#### TASK INPUTS ####

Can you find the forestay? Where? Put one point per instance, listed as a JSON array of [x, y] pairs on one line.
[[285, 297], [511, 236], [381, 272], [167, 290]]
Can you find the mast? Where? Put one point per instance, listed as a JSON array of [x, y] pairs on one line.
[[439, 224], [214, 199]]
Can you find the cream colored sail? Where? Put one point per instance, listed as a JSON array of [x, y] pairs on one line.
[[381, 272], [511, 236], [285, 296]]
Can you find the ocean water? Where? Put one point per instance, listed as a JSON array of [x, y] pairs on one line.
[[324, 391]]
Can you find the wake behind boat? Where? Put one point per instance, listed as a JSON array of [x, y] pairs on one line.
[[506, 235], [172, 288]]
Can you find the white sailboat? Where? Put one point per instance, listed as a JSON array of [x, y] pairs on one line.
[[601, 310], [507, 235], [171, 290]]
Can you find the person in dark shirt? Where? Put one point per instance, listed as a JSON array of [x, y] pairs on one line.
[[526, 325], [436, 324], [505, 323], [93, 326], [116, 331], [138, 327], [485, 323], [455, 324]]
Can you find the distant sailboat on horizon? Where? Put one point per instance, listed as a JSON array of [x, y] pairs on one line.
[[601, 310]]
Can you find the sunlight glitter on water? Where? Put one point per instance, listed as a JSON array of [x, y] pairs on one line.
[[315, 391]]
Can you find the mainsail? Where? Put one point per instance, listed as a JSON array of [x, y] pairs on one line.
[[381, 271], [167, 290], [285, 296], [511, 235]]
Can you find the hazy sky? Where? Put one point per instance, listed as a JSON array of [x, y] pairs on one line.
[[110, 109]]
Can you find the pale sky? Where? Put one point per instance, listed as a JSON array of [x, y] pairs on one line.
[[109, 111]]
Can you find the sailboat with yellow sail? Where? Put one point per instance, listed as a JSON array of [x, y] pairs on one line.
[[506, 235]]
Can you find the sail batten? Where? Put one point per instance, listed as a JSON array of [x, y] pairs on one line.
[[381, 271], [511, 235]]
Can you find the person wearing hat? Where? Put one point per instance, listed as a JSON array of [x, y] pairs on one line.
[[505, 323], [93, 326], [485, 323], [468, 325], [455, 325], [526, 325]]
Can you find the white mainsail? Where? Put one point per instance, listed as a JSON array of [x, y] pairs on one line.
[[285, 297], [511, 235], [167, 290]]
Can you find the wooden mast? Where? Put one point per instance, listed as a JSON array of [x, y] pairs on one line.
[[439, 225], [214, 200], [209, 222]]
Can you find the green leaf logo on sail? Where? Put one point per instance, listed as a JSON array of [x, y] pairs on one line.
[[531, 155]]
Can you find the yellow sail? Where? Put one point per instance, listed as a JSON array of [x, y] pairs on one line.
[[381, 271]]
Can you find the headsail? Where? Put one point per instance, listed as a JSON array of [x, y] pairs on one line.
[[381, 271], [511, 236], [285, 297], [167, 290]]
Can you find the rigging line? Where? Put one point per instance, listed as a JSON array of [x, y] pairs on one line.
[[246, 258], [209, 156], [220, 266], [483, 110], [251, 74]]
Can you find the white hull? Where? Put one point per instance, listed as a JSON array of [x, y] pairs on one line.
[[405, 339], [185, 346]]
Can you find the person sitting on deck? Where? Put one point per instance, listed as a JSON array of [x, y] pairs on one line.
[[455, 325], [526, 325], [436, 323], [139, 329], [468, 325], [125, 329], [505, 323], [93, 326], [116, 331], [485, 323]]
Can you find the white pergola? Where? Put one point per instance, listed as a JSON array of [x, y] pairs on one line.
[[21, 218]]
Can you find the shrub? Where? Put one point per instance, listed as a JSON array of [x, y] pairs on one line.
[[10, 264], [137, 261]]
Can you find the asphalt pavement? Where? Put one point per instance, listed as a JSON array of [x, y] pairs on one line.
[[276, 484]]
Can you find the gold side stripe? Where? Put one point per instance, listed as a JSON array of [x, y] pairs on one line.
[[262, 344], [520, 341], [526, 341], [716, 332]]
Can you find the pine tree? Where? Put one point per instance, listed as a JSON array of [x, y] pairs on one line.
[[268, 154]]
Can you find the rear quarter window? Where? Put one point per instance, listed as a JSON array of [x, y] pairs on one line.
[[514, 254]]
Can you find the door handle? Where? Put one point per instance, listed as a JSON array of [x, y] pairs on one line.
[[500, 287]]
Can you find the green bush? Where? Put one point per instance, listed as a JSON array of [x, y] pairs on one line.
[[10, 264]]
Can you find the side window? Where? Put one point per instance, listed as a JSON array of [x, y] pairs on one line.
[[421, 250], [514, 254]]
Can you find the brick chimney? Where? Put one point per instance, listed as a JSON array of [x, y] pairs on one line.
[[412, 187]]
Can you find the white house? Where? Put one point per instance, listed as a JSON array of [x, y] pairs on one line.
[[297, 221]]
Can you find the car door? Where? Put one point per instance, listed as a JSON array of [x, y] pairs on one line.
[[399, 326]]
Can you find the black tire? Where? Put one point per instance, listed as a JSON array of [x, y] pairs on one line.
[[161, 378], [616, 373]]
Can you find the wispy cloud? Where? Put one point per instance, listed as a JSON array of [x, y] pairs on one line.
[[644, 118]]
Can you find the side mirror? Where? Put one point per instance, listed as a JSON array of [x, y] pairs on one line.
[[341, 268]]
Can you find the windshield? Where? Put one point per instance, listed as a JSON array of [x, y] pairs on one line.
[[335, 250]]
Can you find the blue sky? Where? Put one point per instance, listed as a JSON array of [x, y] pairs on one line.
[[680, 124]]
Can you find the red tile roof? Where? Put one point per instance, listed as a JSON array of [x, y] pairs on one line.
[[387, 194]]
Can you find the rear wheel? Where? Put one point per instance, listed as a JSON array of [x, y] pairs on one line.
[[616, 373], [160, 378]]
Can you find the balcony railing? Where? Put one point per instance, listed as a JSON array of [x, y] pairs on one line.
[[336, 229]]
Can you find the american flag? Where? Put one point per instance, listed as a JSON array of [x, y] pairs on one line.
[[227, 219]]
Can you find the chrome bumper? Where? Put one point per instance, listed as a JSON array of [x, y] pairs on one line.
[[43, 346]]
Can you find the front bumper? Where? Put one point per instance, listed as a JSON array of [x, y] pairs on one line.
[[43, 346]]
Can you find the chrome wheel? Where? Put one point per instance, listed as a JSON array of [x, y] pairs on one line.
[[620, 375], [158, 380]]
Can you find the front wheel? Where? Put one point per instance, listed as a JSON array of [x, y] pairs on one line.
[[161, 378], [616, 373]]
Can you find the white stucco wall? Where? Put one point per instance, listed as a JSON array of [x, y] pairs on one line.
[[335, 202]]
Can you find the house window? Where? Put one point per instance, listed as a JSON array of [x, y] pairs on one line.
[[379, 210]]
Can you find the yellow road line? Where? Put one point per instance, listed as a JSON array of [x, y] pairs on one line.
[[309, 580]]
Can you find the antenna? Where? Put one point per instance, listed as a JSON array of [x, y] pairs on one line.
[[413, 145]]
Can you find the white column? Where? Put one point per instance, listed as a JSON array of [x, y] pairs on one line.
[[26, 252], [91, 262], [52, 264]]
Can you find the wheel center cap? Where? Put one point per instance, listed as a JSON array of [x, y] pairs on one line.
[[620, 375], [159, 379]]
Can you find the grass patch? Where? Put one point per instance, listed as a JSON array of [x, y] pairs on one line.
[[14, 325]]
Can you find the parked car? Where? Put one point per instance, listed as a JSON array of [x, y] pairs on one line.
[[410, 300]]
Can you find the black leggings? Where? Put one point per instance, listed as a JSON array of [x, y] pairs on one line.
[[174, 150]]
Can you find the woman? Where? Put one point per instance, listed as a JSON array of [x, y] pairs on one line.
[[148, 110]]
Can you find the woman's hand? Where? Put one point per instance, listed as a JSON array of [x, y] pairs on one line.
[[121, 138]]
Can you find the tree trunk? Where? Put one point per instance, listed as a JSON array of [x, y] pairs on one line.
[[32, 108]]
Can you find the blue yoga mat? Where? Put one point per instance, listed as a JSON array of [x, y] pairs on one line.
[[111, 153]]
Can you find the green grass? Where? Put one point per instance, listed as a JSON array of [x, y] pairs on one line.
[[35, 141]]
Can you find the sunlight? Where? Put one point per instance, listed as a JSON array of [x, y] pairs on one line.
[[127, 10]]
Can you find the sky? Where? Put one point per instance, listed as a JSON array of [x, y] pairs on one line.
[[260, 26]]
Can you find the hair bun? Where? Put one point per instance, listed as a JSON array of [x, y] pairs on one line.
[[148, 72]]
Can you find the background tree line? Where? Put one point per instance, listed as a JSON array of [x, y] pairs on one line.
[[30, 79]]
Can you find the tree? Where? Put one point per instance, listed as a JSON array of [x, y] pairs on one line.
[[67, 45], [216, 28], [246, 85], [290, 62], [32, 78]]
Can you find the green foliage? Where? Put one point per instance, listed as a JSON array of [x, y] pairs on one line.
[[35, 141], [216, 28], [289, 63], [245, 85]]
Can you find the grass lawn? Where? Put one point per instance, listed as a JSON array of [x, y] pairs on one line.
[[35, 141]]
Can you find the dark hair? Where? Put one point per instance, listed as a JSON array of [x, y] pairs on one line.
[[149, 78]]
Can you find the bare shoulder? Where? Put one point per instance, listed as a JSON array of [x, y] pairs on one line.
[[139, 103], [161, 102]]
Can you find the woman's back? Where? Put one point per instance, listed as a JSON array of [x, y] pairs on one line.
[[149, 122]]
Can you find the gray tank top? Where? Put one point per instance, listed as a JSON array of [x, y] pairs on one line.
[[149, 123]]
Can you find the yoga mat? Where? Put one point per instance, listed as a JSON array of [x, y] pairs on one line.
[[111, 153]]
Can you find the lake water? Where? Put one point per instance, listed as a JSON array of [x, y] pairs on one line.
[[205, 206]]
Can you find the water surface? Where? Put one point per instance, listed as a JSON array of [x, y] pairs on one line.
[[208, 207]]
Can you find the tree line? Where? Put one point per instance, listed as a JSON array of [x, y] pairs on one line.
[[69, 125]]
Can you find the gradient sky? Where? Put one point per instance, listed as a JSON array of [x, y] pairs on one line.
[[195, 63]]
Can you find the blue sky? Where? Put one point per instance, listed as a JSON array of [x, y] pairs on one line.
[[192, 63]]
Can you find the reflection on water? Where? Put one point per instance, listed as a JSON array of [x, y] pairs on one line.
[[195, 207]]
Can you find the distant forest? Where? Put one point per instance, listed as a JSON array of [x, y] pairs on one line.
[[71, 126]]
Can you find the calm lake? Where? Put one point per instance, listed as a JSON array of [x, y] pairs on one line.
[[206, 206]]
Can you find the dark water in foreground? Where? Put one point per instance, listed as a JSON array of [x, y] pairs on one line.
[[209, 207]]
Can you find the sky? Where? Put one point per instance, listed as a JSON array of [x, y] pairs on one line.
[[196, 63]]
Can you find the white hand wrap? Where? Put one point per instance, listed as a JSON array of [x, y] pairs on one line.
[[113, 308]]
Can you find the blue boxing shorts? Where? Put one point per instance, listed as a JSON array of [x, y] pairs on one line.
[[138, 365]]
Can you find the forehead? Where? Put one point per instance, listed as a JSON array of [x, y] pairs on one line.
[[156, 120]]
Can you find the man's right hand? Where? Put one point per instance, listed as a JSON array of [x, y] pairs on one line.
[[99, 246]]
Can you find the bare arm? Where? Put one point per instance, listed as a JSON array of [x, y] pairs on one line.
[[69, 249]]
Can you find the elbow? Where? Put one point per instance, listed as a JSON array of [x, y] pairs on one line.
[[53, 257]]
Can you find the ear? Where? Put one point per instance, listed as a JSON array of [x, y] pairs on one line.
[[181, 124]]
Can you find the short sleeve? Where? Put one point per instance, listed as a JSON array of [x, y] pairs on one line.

####

• **WHAT IS ASKED**:
Every line from the one containing "Can you find the forehead?" through the last line of the entries must be written out verbatim, and no other line.

• **OUTPUT**:
Can you find the forehead? Where? Put one point per instance, listed as a JSON array of [x, y] pairs on one line.
[[156, 120]]
Can you find the man's right hand? Where? Put one point per instance, listed as a JSON array of [x, y] pairs on one line.
[[99, 246]]
Can you find the bare arm? Where? Put one point per instance, listed as a JSON array of [x, y] pairs on one line.
[[69, 249]]
Can you find the elbow? Where? Put one point per instance, listed as a JSON array of [x, y] pairs on one line.
[[53, 257]]
Can you find the ear? Where? Put one point per instance, listed as a JSON array of [x, y] pairs on one line.
[[181, 124]]
Can you find the short sleeve? Where? Put one point per instance, listed as a JSON array of [x, y] pairs on one line.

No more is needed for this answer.